-- Directions --
Reproduce every one of the records below word for word, line by line.

Records from a pointing dataset:

━━━━━━━━

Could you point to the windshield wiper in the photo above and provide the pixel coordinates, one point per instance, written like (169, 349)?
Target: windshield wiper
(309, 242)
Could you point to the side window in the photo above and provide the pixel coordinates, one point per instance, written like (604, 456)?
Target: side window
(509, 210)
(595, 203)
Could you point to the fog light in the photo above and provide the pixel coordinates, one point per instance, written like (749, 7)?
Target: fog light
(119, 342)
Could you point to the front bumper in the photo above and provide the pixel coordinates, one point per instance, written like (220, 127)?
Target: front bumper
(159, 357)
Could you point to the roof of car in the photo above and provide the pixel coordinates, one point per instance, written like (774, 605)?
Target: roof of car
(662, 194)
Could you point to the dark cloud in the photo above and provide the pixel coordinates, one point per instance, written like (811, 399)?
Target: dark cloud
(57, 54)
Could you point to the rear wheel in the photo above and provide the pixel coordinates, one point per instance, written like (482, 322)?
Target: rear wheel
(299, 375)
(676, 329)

━━━━━━━━

-- Exercise response --
Could you point to the windshield wiper in the photo above and provide the pixel coordinates, one point per instance, written like (169, 349)?
Target: windshield wiper
(309, 242)
Could you point to the side window in the photo above and provide the pixel coordinates, one point per instance, written like (604, 456)?
Target: side window
(509, 210)
(595, 203)
Could you point to the fog light in the photo above and provide the pixel coordinates, one point per instance, written like (749, 7)?
Target: fog light
(119, 342)
Could you point to the front bumper in the photo above and provide the pixel coordinates, one point per instance, written like (220, 127)?
Target: front bumper
(159, 357)
Could you point to the roof of car in the photo above and provide the pixel coordinates, one point per instance, written like (774, 605)?
Target: roof of car
(662, 194)
Could you point to the dark cloud in the photo above and provide the pixel coordinates, one point per instance, written like (811, 399)?
Target: dark cloud
(57, 54)
Could you point to the rear wheel in the photo above and provide the pixel coordinates, one point per instance, written like (482, 322)?
Target: rear wheel
(299, 375)
(676, 329)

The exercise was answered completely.